Task instructions:
1. According to the passage on disposing of old plumbing parts, homes built before what year often had mercury regulators attached to their gas meters?
2. From the passage on disposing of old plumbing parts, extract the text starting with "In homes built" and going on through "and disposal process.".
3. Continue the passage on disposing of old plumbing parts, picking up after its final sentence.

Excerpted passage:
Disposing Of Old Plumbing Parts


Electric Appliances

In years past, washing machines, chest freezers, space heaters and clothes dryers were made with a mercury tilt switch. Mercury tilt switches were built into the lids of washing machines and chest heaters, functioning as on-off switches for lights and other functions. Tilt switches were built inside space heaters to be a shut off switch in case the space heater tipped over. While appliances today are made without mercury tilt switches, if you are trying to dispose of an older model, it is something to keep in mind.

Gas Appliances

Mercury containing thermostat probes were placed in older gas appliances that have pilot lights, such as ovens, water heaters and furnaces. They were sometimes placed as part of the safety valve that prevented gas flow if the pilot light was not lit.

Gas Flow or Gas Pressure Regulators

In homes built before 1961, they often had mercury regulators attached to the gas meters. While the devices do not create spill risks while in service, they do run a risk during the removal and disposal process.

Listed records:
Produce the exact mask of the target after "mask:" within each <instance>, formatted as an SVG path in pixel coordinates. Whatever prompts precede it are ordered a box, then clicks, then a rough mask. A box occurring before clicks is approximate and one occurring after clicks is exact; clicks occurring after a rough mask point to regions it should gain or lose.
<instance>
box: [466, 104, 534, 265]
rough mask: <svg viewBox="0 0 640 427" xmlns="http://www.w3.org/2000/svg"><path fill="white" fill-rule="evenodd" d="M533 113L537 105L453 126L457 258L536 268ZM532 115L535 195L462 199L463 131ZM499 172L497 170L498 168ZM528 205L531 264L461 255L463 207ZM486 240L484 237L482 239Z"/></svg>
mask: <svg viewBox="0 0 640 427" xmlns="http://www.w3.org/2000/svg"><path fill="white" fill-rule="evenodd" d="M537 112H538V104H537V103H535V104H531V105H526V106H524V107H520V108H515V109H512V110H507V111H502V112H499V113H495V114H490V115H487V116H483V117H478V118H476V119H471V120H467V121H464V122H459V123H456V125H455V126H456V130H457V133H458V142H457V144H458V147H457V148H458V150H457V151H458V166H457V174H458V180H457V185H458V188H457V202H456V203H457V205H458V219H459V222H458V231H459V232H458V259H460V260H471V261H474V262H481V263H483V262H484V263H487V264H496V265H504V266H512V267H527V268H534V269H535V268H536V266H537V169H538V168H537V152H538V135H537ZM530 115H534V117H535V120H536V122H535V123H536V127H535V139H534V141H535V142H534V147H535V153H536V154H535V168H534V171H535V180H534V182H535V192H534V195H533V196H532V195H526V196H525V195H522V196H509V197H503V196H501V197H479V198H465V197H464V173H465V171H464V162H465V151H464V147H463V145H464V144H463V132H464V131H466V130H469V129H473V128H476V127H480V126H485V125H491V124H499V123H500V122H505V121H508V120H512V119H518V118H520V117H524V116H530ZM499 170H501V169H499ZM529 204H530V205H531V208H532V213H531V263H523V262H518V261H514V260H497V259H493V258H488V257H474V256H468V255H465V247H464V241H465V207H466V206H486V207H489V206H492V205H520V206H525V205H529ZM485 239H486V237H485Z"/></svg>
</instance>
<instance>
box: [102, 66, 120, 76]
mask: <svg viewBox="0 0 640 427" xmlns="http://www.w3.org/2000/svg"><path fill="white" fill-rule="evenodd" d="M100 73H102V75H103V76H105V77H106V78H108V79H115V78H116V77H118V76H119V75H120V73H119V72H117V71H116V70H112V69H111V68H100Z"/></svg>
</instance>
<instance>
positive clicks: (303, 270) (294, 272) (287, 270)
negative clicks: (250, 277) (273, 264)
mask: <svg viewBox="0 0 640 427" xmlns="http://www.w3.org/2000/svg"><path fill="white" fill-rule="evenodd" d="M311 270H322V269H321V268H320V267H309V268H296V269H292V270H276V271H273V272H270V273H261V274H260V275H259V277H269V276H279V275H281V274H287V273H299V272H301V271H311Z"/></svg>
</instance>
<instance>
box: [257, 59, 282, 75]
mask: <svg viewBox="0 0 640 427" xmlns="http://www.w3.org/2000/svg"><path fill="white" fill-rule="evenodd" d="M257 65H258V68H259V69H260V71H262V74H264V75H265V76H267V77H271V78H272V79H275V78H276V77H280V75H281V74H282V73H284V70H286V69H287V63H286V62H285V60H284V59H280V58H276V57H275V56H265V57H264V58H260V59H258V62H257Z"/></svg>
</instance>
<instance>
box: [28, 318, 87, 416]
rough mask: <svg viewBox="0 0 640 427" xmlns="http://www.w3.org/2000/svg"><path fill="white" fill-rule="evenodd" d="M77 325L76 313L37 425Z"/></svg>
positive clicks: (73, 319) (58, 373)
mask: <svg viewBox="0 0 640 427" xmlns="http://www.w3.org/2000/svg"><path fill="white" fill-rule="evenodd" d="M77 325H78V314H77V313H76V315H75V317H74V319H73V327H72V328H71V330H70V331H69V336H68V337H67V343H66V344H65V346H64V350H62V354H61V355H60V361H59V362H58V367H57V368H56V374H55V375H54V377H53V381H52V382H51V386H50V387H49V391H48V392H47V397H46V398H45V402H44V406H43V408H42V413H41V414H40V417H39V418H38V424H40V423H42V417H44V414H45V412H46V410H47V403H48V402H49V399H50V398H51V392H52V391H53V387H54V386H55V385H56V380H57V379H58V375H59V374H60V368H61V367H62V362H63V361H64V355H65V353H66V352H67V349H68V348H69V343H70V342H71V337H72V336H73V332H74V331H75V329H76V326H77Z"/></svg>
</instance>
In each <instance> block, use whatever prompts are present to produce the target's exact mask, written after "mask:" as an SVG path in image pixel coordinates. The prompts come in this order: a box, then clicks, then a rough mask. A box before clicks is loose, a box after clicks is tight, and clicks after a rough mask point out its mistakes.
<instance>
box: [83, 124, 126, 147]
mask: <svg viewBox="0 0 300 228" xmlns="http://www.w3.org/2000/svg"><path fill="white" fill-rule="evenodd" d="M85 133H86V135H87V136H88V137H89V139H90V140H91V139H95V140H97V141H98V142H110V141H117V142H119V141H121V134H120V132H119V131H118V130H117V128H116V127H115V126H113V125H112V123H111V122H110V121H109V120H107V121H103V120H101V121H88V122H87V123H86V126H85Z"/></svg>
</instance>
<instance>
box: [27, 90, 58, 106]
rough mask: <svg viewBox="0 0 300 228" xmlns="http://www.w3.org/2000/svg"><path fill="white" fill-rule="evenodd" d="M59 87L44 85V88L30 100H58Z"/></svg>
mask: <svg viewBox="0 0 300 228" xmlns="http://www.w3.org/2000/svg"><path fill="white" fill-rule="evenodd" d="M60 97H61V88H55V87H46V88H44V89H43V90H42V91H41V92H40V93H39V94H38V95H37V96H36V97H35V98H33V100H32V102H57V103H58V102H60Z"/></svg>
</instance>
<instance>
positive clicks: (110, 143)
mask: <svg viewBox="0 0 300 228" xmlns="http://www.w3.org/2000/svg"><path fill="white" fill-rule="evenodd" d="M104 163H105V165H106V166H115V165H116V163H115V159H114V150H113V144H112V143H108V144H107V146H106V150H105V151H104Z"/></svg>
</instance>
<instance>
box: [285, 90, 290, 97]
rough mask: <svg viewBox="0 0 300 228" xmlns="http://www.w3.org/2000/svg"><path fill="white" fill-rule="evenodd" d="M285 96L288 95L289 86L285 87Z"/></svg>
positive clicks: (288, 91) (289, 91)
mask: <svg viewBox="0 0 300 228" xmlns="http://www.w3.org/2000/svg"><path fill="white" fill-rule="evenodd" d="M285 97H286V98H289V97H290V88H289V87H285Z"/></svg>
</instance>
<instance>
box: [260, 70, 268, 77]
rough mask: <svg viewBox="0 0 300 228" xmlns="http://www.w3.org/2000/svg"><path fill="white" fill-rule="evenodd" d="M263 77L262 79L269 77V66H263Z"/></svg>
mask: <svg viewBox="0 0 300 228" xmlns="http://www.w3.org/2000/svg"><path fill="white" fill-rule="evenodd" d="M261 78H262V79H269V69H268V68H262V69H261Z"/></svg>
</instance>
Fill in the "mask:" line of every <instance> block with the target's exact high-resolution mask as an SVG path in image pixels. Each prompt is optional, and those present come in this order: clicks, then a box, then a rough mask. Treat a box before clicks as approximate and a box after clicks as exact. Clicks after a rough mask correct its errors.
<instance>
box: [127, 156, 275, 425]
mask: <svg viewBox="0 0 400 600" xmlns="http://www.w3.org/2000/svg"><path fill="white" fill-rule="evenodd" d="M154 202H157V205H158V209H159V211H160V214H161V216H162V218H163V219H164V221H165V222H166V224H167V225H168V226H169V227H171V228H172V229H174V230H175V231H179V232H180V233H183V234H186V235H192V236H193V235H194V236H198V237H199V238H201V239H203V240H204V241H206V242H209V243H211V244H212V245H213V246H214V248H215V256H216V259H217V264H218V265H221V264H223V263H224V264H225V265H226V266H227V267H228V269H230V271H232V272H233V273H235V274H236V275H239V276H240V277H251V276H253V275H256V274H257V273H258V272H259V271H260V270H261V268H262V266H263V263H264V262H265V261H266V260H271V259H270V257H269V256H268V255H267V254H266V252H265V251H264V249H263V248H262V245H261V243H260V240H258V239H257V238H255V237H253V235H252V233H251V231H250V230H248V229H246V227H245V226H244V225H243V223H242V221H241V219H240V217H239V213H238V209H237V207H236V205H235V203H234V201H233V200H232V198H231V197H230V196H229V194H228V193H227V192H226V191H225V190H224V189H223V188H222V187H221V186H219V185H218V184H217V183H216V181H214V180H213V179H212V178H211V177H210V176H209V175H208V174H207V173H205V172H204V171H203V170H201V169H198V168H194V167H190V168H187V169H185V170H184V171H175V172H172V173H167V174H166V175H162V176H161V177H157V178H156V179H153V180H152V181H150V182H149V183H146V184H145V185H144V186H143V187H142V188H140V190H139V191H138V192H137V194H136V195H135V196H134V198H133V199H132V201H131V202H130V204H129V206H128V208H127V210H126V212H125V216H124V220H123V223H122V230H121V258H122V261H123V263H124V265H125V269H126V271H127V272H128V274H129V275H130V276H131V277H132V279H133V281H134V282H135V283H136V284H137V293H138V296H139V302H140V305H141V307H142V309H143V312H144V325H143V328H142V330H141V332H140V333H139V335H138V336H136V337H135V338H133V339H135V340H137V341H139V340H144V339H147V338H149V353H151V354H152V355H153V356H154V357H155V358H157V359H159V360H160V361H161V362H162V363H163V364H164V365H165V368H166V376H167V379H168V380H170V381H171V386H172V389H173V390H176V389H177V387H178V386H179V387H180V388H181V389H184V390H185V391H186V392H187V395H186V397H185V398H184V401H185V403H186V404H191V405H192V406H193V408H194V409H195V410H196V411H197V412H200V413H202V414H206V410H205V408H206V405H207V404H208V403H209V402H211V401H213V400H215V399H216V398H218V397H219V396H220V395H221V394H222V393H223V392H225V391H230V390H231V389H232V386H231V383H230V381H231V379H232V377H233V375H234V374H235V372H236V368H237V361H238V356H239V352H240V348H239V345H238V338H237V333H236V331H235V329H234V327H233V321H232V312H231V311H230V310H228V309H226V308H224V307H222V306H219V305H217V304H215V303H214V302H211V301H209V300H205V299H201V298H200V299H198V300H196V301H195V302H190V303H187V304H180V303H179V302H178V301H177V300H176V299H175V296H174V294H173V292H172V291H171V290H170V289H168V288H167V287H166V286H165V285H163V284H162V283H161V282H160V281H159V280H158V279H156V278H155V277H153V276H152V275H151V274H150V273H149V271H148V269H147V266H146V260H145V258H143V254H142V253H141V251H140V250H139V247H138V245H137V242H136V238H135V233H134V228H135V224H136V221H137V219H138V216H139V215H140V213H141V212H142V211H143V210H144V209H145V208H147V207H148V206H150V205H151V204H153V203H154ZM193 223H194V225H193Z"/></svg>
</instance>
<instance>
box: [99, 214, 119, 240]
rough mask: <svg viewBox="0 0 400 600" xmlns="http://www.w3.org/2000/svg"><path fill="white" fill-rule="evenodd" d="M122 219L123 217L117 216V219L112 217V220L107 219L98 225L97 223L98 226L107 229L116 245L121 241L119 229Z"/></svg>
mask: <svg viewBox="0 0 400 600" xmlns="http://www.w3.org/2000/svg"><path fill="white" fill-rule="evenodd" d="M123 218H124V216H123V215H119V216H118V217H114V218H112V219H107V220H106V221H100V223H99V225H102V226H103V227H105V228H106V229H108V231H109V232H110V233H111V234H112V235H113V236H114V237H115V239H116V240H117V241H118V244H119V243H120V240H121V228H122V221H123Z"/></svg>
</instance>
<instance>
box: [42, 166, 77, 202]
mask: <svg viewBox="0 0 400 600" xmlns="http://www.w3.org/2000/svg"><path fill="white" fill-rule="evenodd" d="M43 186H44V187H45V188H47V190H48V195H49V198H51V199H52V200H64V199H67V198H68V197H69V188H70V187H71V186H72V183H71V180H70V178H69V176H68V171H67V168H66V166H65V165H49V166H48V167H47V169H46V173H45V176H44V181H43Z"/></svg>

Answers for the exercise:
1. 1961

2.
In homes built before 1961, they often had mercury regulators attached to the gas meters. While the devices do not create spill risks while in service, they do run a risk during the removal and disposal process.

3.
Heating and Cooling Systems

Some heating and cooling units contain mercury switches within the thermostat for climate control devices and switches that start and shut off the systems.


In your home’s plumbing, mercury can reside for many years in sewer pipes, sink traps and sump pumps. Mercury can enter pipes in a variety of ways, including if items were ever broken, discarded or spilled into the plumbing system. Mercury in plumbing can settle at the low points of the system, such as the sump pump or sink trap, and remain there indefinitely.